▶ **Rows**
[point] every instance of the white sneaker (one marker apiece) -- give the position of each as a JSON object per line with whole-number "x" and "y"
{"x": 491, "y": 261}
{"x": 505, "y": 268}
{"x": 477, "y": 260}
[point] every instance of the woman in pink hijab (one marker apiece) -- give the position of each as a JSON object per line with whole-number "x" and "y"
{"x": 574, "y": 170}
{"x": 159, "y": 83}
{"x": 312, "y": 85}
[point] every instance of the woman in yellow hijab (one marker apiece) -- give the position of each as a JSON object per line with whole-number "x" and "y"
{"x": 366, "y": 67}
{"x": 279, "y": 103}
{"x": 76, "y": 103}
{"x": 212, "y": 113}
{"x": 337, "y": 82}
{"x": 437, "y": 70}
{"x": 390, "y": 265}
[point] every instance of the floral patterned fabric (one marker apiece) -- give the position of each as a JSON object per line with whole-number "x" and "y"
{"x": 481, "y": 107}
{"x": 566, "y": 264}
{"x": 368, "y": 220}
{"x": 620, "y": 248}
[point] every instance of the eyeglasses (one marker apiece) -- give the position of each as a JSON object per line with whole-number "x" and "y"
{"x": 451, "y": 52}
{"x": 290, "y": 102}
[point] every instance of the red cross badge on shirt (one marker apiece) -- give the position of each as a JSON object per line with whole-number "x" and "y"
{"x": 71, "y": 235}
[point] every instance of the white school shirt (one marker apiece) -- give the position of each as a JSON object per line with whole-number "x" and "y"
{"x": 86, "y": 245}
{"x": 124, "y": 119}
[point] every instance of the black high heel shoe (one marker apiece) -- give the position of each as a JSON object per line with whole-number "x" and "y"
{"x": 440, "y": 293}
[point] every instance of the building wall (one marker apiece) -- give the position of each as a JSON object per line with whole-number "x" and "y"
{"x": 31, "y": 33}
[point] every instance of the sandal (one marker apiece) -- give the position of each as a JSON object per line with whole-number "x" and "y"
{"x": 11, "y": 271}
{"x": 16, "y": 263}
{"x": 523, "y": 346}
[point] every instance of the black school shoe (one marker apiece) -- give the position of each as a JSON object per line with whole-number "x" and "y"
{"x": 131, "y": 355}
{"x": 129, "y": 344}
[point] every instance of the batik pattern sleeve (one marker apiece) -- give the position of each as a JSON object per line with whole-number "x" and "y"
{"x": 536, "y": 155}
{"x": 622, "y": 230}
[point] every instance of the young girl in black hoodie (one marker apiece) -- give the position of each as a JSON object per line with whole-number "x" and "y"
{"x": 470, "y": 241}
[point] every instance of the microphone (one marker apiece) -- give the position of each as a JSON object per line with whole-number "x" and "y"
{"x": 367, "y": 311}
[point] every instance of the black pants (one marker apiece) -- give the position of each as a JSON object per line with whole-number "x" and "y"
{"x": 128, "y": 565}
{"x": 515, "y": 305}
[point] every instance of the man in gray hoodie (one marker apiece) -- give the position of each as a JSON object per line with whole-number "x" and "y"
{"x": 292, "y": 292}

▶ **Stated exercise**
Render the data above as a Markdown table with the columns Row and Line, putting each non-blank line in its own row, numbered in order. Leave out blank lines.

▶ **Output below**
| Row | Line |
|---|---|
| 1 | [point] every instance of the white sneaker (one marker apiece) -- give the position of each as a JSON object per line with whole-number "x" and "y" |
| 2 | {"x": 491, "y": 261} |
| 3 | {"x": 505, "y": 268} |
| 4 | {"x": 477, "y": 260} |
| 5 | [point] every instance of the woman in pink hijab (one marker apiece) -- give the position of each as a JSON object per line with whole-number "x" and "y" |
| 6 | {"x": 574, "y": 170} |
| 7 | {"x": 159, "y": 83} |
| 8 | {"x": 312, "y": 85} |
| 9 | [point] every instance of the woman in yellow hijab (one marker apiece) -- give the position of each as a JSON object per line with whole-number "x" and "y" |
| 10 | {"x": 366, "y": 67} |
| 11 | {"x": 279, "y": 103} |
| 12 | {"x": 76, "y": 103} |
| 13 | {"x": 212, "y": 113} |
| 14 | {"x": 337, "y": 82} |
| 15 | {"x": 437, "y": 70} |
| 16 | {"x": 390, "y": 265} |
| 17 | [point] every instance of the floral patterned fabric (one marker apiece) -- give the position of each as a JSON object per line with whole-number "x" and "y" |
| 18 | {"x": 481, "y": 107} |
| 19 | {"x": 566, "y": 264} |
| 20 | {"x": 368, "y": 220} |
| 21 | {"x": 620, "y": 248} |
| 22 | [point] every instance of the eyeglasses (one marker apiece) -- give the position of each as a JSON object per line with whole-number "x" and "y" |
| 23 | {"x": 451, "y": 52} |
| 24 | {"x": 290, "y": 102} |
| 25 | [point] every instance of the red cross badge on shirt (one marker apiece) -- give the position of each as a JSON object per line with whole-number "x" and "y" |
| 26 | {"x": 71, "y": 235} |
| 27 | [point] every instance of the white school shirt (one marker apiece) -- give the position of each as a JSON object per line with whole-number "x" and "y" |
| 28 | {"x": 86, "y": 245} |
| 29 | {"x": 124, "y": 119} |
| 30 | [point] every instance of the black high heel shoe (one marker apiece) -- give the position of each as a JSON object per line with whole-number "x" and "y" |
| 31 | {"x": 440, "y": 293} |
| 32 | [point] every instance of the building wall (one marker apiece) -- give the position of each as a JSON object per line with whole-number "x" and "y" |
| 33 | {"x": 31, "y": 33} |
| 34 | [point] every instance of the sandal (one marker apiece) -- give the position of each as a JSON object per line with whole-number "x" and "y" |
| 35 | {"x": 11, "y": 271} |
| 36 | {"x": 16, "y": 263} |
| 37 | {"x": 523, "y": 346} |
| 38 | [point] every instance of the black school shoe (one marker apiece) -- give the position of each as a JSON object per line with whole-number "x" and "y" |
| 39 | {"x": 131, "y": 355} |
| 40 | {"x": 129, "y": 344} |
| 41 | [point] every instance of the batik pattern sleeve (one marker apiece) -- give the position of each as a JSON object per line with whole-number "x" and "y" |
| 42 | {"x": 536, "y": 155} |
| 43 | {"x": 622, "y": 230} |
| 44 | [point] every instance of the young girl in black hoodie (one marker apiece) -- give the position of each as a JSON object per line with whole-number "x" and "y" |
| 45 | {"x": 470, "y": 241} |
| 46 | [point] every instance of the microphone (one marker apiece) -- give the position of each as a JSON object per line with whole-number "x" and "y" |
| 47 | {"x": 367, "y": 311} |
| 48 | [point] every instance of the black pants (one marker apiece) -- give the position of each as a JSON object per line with whole-number "x" and "y" |
| 49 | {"x": 128, "y": 565} |
| 50 | {"x": 515, "y": 305} |
| 51 | [point] every instance of the man in gray hoodie (one marker apiece) -- give the position of each as a JSON object per line with whole-number "x" and "y" |
| 52 | {"x": 292, "y": 292} |